:: Textauszug ::
----------

PLANUNGSGESCHICHTE(N)
zeitlich strukturiert:
- DIE SITUATION NACH 1901
- BIS 1928
- PLANUNG UND BAU 1929-1931
- NACH 1945


eiligen Lesern sei empfohlen,
bei - NACH 1945 einzusteigen
allerdings verpassen sie dann
interessante Details....
(Anmerkung der Redaktion)

DIE SITUATION NACH 1901

1901 erwirbt das Großherzogtum Baden von der Stadt das so genannte „Musäumsgebäude“ (1827/28 von Friedrich Arnold, Neffe und Schüler Friedrich Weinbrenners erbaut). Das Gebäude wird 1906 umbenannt in „Neues Kollegienhaus“, zum Hörsaalgebäude umgebaut, zeigt mit der Hauptseite zum Ludwigsplatz (heute Universitätsplatz), hat im Westen einen Annex zur Grabengasse.
1911 plant die Universität ein neues Hörsaalgebäude am östlichen Ludwigsplatz, vom Seminarienhaus an der Schulgasse bis Merianstrasse, das Kultusministerium Karlsruhe wünscht mehr und geeignetere Hörsäle. Und dennoch dauert es bis 1925, bis sich der Gedanke an eine Universitätserweiterung durch Neubau im Zentrum der Altstadt ergibt.

----------

:: Angezeigte Informationen ::
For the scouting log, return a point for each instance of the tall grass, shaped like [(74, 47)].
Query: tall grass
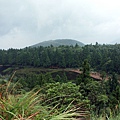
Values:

----------

:: Aufgaben ::
1. Nenne alle Zeitabschnitte, nach denen der Textauszug zur Planungsgeschichte gegliedert ist.
2. In welchem Jahr wurde das „Musäumsgebäude“ laut Textauszug zur Planungsgeschichte in „Neues Kollegienhaus“ umbenannt?
3. Schreib den Textauszug zur Planungsgeschichte der Universität im Anschluss an seinen letzten Satz weiter.

:: Ergebnisse je Aufgabe ::
1.
- DIE SITUATION NACH 1901
- BIS 1928
- PLANUNG UND BAU 1929-1931
- NACH 1945

2. 1906

3.
BIS 1928

Das Schmieder’sche Erweiterungsprojekt:
Der leitende Architekt des auch für Universitätsbauten zuständige Badischen Bezirksbauamtes Heidelberg, Ludwig Schmieder, entwickelt die Idee eines umfassenden Erweiterungsprojektes. Danach soll das Kollegiengebäude um einen westlichen Flügel mit Audi Max an der Grabengasse erweitert, der bestehende Ostflügel aufgestockt und nach Süden hin erweitert werden, wo abschließend ein Querbau Ost- und Westflügel miteinander verbindet. Somit entsteht der später beim Wettbewerb zur Neuen Universität entscheidende Gedanke des „umbauten Hofes“. Diese Gesamtplanung wird vom Kultusministerium weiterverfolgt.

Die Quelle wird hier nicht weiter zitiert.